- _EXERCISE MATERIAL_
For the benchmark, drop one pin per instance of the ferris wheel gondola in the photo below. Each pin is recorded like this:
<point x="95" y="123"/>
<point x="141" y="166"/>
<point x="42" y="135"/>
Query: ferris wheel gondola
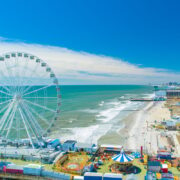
<point x="29" y="97"/>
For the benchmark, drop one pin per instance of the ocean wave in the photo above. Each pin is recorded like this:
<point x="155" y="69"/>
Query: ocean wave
<point x="89" y="134"/>
<point x="111" y="112"/>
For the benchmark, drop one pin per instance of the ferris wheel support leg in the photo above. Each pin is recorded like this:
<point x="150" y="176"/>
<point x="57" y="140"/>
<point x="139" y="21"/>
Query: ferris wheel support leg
<point x="26" y="129"/>
<point x="30" y="126"/>
<point x="32" y="120"/>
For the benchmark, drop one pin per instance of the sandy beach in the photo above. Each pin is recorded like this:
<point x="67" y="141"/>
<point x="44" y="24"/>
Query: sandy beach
<point x="138" y="131"/>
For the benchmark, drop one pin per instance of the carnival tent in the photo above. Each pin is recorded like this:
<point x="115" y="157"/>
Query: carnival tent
<point x="122" y="157"/>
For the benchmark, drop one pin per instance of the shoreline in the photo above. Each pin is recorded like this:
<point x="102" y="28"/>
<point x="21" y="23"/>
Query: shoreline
<point x="137" y="129"/>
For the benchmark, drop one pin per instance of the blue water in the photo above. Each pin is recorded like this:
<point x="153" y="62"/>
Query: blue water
<point x="90" y="112"/>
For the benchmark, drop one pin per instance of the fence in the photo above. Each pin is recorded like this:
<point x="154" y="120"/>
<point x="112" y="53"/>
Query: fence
<point x="55" y="175"/>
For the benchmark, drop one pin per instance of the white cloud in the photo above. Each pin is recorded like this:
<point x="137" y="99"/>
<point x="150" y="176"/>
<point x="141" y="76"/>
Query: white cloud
<point x="84" y="68"/>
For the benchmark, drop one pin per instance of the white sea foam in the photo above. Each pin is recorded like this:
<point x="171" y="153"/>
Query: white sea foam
<point x="89" y="134"/>
<point x="102" y="103"/>
<point x="111" y="112"/>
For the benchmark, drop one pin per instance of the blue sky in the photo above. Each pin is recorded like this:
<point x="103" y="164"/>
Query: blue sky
<point x="142" y="33"/>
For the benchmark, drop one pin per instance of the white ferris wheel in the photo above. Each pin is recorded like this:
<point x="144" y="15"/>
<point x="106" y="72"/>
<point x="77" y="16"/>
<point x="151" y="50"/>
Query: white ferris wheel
<point x="29" y="98"/>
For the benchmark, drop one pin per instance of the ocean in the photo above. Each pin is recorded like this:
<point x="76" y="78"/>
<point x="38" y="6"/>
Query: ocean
<point x="94" y="113"/>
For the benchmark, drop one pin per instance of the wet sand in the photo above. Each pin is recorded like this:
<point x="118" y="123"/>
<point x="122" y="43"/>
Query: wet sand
<point x="137" y="129"/>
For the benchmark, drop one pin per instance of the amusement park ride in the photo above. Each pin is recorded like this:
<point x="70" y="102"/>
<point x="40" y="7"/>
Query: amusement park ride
<point x="29" y="99"/>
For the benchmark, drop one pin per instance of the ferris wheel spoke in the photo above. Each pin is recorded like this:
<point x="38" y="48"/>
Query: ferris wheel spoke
<point x="38" y="105"/>
<point x="5" y="78"/>
<point x="5" y="107"/>
<point x="6" y="118"/>
<point x="11" y="120"/>
<point x="4" y="87"/>
<point x="6" y="114"/>
<point x="27" y="130"/>
<point x="5" y="93"/>
<point x="36" y="90"/>
<point x="6" y="101"/>
<point x="10" y="75"/>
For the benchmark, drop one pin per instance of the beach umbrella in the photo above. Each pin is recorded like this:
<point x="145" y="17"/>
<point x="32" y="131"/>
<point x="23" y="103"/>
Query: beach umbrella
<point x="122" y="157"/>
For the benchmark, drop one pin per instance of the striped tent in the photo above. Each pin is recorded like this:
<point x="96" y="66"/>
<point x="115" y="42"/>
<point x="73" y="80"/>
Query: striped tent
<point x="122" y="157"/>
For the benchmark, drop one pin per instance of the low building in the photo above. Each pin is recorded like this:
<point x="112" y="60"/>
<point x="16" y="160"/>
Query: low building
<point x="69" y="145"/>
<point x="173" y="93"/>
<point x="154" y="166"/>
<point x="84" y="147"/>
<point x="170" y="125"/>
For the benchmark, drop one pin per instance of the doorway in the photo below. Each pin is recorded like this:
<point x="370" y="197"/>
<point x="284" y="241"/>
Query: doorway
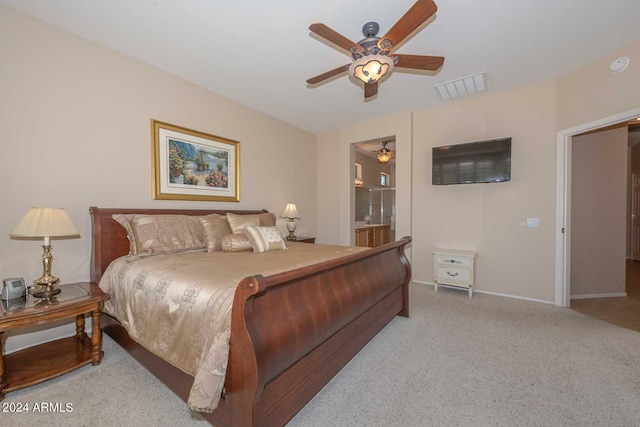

- _TASK DIRECTIONS_
Count the lines in the rows above that contain the word "wheel" (case counts), and give only the number.

- _ANSWER_
8